**REQUIRED WORK:**
1. Summarize the post about the site infection in two sentences.
2. Carry on the post about the site infection, starting after its final sentence.
:: EXERCISE TEXT ::
I’ve been having an ongoing issue with the site recently.
Despite having the site locked down tight, and with iThemes Security, Sucuri, and Jetpack installed, somehow a malicious code injection occurred.
The result of the infection is that all pages and posts were modified to add scripts that cause popups and redirects to malware sites. If you’re using something like NoScript under Firefox, or the Brave browser, then you will have been protected from these if you visited during a period of infection.
Undoing the edits is simple enough – just rolling back to a pre-defacement backup of the database. It’s preventing re-defacement that is the ongoing problem.
Re-defacement has happened several times now, and each time I have taken increasingly drastic steps to try to remove the re-infection vector, including going through the entire database row by row. Each time I think I have purged it all, it somehow manages to come back.
I’m at the stage now where if it happens again, I may have to blow away the entire site and reconstitute it from scratch, which will probably mean broken links and loss of comments. Which, considering what Datahamster is all about (preserving stuff for perpetuity) is sadly ironic.
:::
:: DATA UNDER STUDY ::
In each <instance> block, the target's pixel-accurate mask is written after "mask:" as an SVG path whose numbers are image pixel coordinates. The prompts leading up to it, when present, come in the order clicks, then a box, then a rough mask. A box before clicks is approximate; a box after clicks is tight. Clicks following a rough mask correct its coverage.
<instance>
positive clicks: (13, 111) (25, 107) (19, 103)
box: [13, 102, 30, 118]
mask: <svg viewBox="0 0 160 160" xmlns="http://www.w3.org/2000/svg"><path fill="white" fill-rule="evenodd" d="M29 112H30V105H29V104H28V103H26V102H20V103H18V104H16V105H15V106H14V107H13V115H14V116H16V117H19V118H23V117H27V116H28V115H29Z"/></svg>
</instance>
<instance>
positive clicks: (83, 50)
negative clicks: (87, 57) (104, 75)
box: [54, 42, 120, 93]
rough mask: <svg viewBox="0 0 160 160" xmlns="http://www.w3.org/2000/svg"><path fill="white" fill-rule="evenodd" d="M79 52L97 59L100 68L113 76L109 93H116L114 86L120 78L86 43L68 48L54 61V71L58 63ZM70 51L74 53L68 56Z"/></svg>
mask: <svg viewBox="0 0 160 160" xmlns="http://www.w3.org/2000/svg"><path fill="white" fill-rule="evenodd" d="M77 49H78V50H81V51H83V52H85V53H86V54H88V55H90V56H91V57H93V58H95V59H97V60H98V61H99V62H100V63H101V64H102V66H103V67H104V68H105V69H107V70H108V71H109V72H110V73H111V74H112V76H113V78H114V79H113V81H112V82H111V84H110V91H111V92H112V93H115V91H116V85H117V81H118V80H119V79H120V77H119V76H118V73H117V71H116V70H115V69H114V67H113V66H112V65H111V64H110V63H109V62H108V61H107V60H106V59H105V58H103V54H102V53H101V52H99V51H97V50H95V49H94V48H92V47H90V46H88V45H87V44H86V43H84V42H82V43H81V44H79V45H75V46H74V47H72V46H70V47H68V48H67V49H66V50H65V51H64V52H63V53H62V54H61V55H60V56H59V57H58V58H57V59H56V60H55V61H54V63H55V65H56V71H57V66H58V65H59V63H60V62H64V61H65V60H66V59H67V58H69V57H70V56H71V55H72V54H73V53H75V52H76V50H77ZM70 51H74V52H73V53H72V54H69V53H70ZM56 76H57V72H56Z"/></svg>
:::
**ANSWERS TO THE EXERCISE:**
1. Despite iThemes Security, Sucuri, and Jetpack being installed, a malicious code injection modified all pages and posts to add scripts that cause popups and redirects to malware sites. Rolling back to a pre-defacement database backup undoes the edits, but the site has been re-defaced several times despite increasingly drastic cleanup, and another recurrence may force a rebuild from scratch that would likely break links and lose comments.

2.
Hopefully it won’t come to that. Fingers crossed.
Well, it did come to that. I had to blow away the entire site and do a fresh install.
I have very cautiously re-imported the posts and comments from a database backup, but if the site gets defaced again then, well, I don’t know what I will do.
I’m cautiously optimistic that the site won’t get re-defaced. Famous last words, I know, but this is a fresh install of WordPress, with a new database, minimal plugins, and with things like XML-RPC completely disabled, and the only data I have imported from the old database are the posts, comments, and media. And that was after exporting just those tables to a text file, going through the SQL line by line in a text editor to make sure that only legitimate-looking content was there, before then importing it into the new database. Of course, I could have missed something, but if I have then I’m going to be utterly stumped as to where I went wrong.
So far, so good.
If the site does get defaced again then I think it will be via a fresh attack rather than a re-infection, as I simply don’t see how any of the data I re-imported could have contained anything that could re-infect.
Still looking good. Getting optimistic now.
No further defacement has occurred. I think I can call this fixed now.